▶

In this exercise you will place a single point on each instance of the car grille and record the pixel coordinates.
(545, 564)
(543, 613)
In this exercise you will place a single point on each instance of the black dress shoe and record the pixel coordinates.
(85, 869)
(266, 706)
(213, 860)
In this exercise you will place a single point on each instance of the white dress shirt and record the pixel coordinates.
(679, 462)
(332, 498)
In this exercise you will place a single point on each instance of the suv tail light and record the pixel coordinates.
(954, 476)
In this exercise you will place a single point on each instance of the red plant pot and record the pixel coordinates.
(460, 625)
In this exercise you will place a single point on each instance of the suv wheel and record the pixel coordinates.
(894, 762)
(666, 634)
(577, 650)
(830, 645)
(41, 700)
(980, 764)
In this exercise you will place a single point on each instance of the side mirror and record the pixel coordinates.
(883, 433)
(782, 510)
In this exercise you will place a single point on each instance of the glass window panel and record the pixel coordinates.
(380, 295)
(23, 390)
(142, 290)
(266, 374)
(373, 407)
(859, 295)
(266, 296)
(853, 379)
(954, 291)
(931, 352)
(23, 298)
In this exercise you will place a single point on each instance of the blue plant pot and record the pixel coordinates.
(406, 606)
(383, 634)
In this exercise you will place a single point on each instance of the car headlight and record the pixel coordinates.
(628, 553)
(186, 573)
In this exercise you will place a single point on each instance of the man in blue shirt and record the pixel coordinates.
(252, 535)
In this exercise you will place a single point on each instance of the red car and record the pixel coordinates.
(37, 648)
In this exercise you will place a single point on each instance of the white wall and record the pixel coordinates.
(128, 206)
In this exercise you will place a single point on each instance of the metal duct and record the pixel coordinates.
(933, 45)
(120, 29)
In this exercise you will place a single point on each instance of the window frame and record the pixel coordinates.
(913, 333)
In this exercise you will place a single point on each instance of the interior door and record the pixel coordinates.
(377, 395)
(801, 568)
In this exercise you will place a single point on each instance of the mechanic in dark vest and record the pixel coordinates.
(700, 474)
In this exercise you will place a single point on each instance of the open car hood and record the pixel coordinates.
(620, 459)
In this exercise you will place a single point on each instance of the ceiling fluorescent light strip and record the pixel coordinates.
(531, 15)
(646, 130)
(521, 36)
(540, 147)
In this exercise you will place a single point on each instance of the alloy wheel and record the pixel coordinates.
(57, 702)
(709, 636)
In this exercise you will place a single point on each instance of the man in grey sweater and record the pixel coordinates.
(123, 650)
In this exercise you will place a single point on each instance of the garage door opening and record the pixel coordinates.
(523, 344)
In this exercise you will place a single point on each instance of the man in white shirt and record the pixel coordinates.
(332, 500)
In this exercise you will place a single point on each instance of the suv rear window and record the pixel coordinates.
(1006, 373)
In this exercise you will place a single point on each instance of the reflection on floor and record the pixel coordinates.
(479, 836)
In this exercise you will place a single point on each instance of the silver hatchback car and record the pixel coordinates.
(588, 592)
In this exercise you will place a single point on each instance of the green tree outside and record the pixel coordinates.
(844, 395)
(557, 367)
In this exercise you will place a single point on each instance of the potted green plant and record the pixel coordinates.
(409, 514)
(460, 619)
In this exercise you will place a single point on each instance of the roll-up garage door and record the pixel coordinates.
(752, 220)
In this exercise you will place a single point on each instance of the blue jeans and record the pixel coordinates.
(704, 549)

◀

**Task to carry out:** This calls for repeating all of the records, character for character.

**Written solution:**
In this exercise you will place a single point on each instance of the car grille and record the pixel coordinates.
(545, 564)
(543, 613)
In this exercise you will place a single point on each instance of the black dress shoe and record the pixel coordinates.
(85, 869)
(266, 706)
(213, 860)
In this exercise you will place a single point on each instance of the white dress shirt and record the pixel coordinates.
(679, 462)
(332, 498)
In this exercise you will place a single point on each instance of the suv tail light and record the pixel coordinates.
(954, 476)
In this exercise you will place a single point on each instance of the red plant pot and record the pixel coordinates.
(460, 625)
In this exercise you will place a single point on each instance of the suv wheel and record the pixel coordinates.
(894, 762)
(666, 634)
(577, 650)
(830, 645)
(41, 700)
(980, 764)
In this exercise you will place a single point on each instance of the side mirror and record the pixel coordinates.
(883, 433)
(782, 510)
In this exercise you will place a single point on each instance of the glass window panel and record the pixel coordinates.
(380, 295)
(23, 390)
(142, 290)
(266, 374)
(373, 407)
(859, 295)
(266, 296)
(853, 379)
(954, 291)
(931, 352)
(23, 298)
In this exercise you will place a single point on each instance of the blue plant pot and record the pixel coordinates.
(406, 606)
(383, 634)
In this exercise you will place a single point on each instance of the car headlight and record the pixel coordinates.
(628, 553)
(186, 573)
In this exercise you will place a single point on each instance of the man in blue shirt and record the pixel coordinates.
(252, 535)
In this exercise you will place a single point on each instance of the red car and record the pixel coordinates.
(37, 648)
In this exercise you will place a single point on each instance of the white wall and record the pixel coordinates.
(128, 206)
In this exercise you will place a single point on each instance of the metal duct and record the pixel coordinates.
(933, 45)
(120, 29)
In this exercise you will place a single point on each instance of the window frame and record the pixel coordinates.
(913, 333)
In this exercise you will place a single point on each instance of the interior door and record the pixel coordinates.
(377, 395)
(801, 568)
In this exercise you will place a single point on each instance of the mechanic in dark vest and record the pixel coordinates.
(700, 474)
In this exercise you will place a single point on each instance of the open car hood and record the pixel coordinates.
(620, 459)
In this exercise you will place a single point on each instance of the ceiling fluorescent light strip and record the pixel coordinates.
(531, 15)
(646, 130)
(521, 36)
(540, 147)
In this exercise you will place a single point on each instance of the alloy wheel and record the pixel coordinates.
(57, 702)
(709, 636)
In this exercise you will place a single point on each instance of the man in grey sweater and record the pixel coordinates.
(123, 650)
In this exercise you will place a single point on each instance of the garage door opening and record the pixel coordinates.
(523, 344)
In this exercise you will place a single point on each instance of the man in white shirt and record the pixel coordinates.
(332, 500)
In this exercise you will place a single point on each instance of the suv rear window and record the pixel coordinates.
(1006, 373)
In this exercise you will place a single point on each instance of the reflection on floor and record the pixel coordinates.
(479, 836)
In this exercise you will place a single point on each instance of the silver hatchback car and record the pixel coordinates.
(588, 592)
In this exercise you will place a single point on each instance of the green tree outside and record the pixel coordinates.
(844, 395)
(557, 367)
In this exercise you will place a single point on each instance of the potted green plant and record the pixel coordinates.
(409, 514)
(460, 619)
In this exercise you will place a single point on each instance of the roll-up garage door and record the pixel coordinates.
(752, 220)
In this exercise you will place a single point on each instance of the blue jeans and record the pixel coordinates.
(704, 549)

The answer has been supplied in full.